• _EXCERPTED PASSAGE_:
◆ ◆ ◆ ◆ ◆
Advanced care from pioneers in heart failure treatment and research
Expert Heart & Vascular Care
Getting the care you need starts with seeing one of our heart or vascular specialists.
More than 6 million Americans have heart failure, a chronic disease that worsens over time and can severely limit your ability to live a full and normal life. Our Advanced Heart Failure Program is dedicated to alleviating symptoms and adding quality years to the lives of patients across the spectrum of the disease.
Our doctors are pioneers in heart failure treatments, having implanted the first HeartWare® left ventricular assist device (LVAD) in the country and having performed the first heart transplant in the District of Columbia. We continue to improve on these procedures while also aggressively pursuing even more effective therapies for the sickest of the sick.
Our team includes not only heart doctors and surgeons but also nutritionists, financial counselors and social workers as part of our patient support program. We are one of the first advanced heart failure programs to integrate palliative care personalized pain management along every step of treatment.
What is Heart Failure?
Watch the two videos below to learn more.
What are the types of heart failure?
Heart failure occurs when your heart doesn’t fill with enough blood or doesn’t pump enough blood throughout your body. This is different from sudden cardiac arrest, in which the heart actually stops beating.
◆ ◆ ◆ ◆ ◆
Records from a data source
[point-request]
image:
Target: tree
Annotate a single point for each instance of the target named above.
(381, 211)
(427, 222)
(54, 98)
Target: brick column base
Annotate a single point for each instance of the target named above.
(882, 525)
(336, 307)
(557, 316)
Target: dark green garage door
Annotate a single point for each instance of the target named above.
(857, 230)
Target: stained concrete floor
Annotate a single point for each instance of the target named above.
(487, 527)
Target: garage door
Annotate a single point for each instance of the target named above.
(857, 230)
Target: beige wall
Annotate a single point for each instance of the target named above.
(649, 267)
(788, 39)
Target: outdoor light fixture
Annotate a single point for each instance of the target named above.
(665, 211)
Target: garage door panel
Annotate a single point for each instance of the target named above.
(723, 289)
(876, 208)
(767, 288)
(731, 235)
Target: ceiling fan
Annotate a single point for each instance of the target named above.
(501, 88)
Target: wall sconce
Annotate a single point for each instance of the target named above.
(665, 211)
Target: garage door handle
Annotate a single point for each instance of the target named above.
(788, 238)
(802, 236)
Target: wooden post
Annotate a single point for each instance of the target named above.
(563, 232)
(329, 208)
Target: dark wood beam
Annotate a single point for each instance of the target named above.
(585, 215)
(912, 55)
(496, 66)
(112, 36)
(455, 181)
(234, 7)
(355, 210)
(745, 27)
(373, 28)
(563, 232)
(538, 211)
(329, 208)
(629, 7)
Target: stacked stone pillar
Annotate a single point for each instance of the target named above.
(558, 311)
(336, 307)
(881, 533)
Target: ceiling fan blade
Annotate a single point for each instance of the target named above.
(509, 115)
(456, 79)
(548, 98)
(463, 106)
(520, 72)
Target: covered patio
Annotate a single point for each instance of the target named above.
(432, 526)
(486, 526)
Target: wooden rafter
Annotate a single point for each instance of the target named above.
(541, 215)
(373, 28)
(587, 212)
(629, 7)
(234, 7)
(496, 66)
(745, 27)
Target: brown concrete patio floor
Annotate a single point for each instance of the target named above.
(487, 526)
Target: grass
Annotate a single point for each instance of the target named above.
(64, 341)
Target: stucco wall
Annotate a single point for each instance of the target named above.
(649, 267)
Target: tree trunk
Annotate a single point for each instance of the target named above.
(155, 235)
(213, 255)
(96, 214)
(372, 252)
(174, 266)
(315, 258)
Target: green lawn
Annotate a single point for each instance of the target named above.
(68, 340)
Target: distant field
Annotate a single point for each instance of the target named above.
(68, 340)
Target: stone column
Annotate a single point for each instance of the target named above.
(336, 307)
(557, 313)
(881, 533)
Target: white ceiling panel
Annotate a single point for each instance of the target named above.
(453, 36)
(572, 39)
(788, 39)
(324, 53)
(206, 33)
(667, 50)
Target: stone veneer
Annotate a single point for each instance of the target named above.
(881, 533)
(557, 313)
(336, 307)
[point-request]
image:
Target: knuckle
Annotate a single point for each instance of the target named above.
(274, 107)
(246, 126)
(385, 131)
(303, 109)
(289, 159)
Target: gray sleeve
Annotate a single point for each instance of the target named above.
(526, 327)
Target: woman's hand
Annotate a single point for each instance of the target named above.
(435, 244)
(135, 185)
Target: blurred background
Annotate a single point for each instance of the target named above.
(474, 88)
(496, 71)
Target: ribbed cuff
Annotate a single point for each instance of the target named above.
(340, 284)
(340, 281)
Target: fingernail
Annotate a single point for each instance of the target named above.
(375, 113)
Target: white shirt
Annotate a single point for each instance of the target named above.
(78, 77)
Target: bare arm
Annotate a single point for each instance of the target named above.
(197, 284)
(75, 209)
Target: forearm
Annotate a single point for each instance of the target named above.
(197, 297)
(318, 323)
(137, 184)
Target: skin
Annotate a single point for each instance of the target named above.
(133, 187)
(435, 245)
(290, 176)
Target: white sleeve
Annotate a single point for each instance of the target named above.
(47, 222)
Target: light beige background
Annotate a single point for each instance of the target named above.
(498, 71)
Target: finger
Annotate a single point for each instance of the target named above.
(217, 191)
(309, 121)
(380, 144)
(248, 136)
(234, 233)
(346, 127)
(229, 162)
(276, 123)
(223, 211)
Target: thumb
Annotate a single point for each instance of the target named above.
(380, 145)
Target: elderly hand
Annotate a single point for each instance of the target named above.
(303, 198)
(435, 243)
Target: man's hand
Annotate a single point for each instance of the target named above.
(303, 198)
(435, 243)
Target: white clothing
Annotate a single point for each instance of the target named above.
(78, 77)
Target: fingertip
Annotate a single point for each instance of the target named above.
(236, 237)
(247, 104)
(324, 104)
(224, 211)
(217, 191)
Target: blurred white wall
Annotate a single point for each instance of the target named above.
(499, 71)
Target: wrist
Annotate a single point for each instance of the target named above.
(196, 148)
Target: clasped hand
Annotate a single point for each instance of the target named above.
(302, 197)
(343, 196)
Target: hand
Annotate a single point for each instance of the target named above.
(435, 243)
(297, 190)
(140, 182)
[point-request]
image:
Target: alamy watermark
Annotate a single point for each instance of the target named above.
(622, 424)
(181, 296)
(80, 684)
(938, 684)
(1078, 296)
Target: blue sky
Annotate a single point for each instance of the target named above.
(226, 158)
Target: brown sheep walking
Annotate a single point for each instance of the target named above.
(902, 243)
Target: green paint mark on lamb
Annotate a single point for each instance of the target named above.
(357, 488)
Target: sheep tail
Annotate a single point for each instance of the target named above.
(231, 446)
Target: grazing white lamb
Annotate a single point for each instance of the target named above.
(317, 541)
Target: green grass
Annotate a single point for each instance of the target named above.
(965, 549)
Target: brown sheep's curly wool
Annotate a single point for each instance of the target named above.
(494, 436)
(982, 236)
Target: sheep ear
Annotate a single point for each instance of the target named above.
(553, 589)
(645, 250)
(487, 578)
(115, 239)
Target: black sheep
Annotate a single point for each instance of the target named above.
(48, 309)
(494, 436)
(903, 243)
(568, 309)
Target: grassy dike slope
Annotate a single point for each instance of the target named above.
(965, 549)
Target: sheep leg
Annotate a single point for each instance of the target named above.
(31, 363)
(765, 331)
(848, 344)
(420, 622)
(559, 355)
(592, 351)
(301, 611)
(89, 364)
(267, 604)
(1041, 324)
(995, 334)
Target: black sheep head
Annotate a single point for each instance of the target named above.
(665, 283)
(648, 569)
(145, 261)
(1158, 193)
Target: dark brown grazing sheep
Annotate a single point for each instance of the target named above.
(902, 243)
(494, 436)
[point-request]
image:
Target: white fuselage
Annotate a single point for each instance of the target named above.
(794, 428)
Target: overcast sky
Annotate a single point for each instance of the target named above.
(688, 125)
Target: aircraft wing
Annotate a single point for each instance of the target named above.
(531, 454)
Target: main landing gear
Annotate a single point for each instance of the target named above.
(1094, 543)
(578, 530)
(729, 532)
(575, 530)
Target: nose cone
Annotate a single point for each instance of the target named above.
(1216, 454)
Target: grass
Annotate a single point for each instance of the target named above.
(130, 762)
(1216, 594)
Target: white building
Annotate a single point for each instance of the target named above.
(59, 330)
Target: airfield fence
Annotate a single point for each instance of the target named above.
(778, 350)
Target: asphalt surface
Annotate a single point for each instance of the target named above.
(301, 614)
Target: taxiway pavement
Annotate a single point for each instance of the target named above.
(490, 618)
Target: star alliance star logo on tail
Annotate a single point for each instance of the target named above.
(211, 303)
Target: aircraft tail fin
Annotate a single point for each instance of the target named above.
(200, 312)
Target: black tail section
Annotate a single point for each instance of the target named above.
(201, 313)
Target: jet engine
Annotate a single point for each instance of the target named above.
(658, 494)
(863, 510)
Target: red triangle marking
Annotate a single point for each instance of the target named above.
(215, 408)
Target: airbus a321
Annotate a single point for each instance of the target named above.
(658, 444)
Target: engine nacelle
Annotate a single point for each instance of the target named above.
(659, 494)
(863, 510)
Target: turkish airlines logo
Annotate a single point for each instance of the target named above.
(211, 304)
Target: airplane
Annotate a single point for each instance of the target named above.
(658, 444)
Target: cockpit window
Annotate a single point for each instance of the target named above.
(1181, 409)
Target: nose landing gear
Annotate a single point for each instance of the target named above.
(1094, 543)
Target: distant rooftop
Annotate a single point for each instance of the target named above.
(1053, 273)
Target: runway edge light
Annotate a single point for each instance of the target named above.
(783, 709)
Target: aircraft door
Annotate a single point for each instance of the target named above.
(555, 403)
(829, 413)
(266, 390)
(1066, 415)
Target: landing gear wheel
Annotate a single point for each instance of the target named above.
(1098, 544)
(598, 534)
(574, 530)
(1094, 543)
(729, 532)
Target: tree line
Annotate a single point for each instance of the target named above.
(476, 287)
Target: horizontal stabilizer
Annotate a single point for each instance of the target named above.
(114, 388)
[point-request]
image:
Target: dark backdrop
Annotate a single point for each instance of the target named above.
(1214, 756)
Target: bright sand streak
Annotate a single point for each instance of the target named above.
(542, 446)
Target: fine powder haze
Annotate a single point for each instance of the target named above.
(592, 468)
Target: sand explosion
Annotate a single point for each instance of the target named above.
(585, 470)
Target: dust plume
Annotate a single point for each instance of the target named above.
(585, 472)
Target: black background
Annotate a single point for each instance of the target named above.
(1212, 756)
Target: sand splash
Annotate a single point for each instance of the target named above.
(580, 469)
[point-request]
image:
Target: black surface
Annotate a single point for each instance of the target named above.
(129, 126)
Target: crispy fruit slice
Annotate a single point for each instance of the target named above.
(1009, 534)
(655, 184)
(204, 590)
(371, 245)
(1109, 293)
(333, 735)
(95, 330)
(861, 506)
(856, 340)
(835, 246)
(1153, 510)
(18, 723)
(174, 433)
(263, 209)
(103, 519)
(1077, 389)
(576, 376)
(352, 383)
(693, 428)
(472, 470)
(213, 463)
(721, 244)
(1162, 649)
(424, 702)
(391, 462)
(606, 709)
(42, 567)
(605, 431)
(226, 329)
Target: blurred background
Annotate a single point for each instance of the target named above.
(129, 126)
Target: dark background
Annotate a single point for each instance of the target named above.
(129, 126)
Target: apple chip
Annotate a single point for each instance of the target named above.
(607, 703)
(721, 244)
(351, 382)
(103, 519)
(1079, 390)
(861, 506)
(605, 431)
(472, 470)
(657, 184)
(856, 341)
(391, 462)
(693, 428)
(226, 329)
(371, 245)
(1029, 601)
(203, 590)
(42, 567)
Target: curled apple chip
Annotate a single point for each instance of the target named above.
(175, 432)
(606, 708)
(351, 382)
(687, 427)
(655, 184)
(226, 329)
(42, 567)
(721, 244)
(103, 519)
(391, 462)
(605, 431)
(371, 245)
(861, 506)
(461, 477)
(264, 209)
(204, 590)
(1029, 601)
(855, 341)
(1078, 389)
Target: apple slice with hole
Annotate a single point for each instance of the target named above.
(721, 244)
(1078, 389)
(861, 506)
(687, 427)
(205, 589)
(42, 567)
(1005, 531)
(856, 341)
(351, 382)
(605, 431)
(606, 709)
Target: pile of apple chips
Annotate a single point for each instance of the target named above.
◆ ◆ ◆ ◆ ◆
• _YOUR ASSIGNMENT_: In the heart failure program page, which device did the program's doctors implant first in the country?

• _OUTPUT_: The HeartWare® left ventricular assist device (LVAD).